- [Questions]:
1) Read the passage about the senior Mod and decide whether each statement agrees with it: (a) Welles shared a bedroom with Johnny Howells. (b) Howells grew up in Atlanta. (c) The owner of the damaged car lived in the house. For each, answer yes or no and quote the words of the passage that settle it.
2) Reproduce the Mod passage word for word, taking everything from "The driveway next" down to "of each other.".

- [Text section]:
###

The guys looked around the room. Why?
“Well, because . . .” He didn’t finish the sentence. Instead, he held up a large car bumper. He’d just sheared it off trying to pull his van into the driveway.
“He was driving around this big passenger van,” Leuchs recalled, “like one of those souped-up vans you drive around the country for the entire summer. It probably had a little bed in it.”
The driveway next to the house was barely large enough for a small sedan. Trying to pull the van in, he miscalculated, failed to adjust in time, and in one seamless motion caught the bumper of the parked car and ripped it clean off. The aggrieved owner didn’t live in the house, which perhaps explained why Welles was unanimously accepted as the twelfth member of their senior Mod.
In each unit, the six mates were split into three bedrooms. Welles bunked with Johnny Howells. They’d met as freshmen, crossing paths in dorm hallways or at parties. Howells, who’d grown up in Atlanta, was a bit of a Southern transplant, a rugby player. Not until the group formed in the Mod did any real bond grow. Quickly enough, they were friends—honest and close, needling and protective of each other.
“Just spending that much time,” Howells recalled, “getting to know him day in and day out, and getting to know his family, that’s when I came to appreciate him.”
But . . .
“There were definitely times when . . .” He paused, and spoke in the blunt tongue of a friend. “He was annoying.”

###

- [Given entries]:
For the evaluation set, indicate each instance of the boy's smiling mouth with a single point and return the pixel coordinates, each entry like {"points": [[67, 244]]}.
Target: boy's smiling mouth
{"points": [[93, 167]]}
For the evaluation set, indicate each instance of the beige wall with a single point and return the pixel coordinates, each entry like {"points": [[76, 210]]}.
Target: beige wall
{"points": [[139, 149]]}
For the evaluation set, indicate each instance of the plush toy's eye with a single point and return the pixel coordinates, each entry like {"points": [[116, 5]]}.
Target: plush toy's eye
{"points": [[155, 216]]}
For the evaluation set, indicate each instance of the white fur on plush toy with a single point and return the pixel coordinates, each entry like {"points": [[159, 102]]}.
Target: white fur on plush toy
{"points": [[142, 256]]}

###

- [Exercise solutions]:
1)
(a) Yes: "Welles bunked with Johnny Howells."
(b) Yes: "Howells, who’d grown up in Atlanta, was a bit of a Southern transplant, a rugby player."
(c) No: "The aggrieved owner didn’t live in the house"

2)
The driveway next to the house was barely large enough for a small sedan. Trying to pull the van in, he miscalculated, failed to adjust in time, and in one seamless motion caught the bumper of the parked car and ripped it clean off. The aggrieved owner didn’t live in the house, which perhaps explained why Welles was unanimously accepted as the twelfth member of their senior Mod.
In each unit, the six mates were split into three bedrooms. Welles bunked with Johnny Howells. They’d met as freshmen, crossing paths in dorm hallways or at parties. Howells, who’d grown up in Atlanta, was a bit of a Southern transplant, a rugby player. Not until the group formed in the Mod did any real bond grow. Quickly enough, they were friends—honest and close, needling and protective of each other.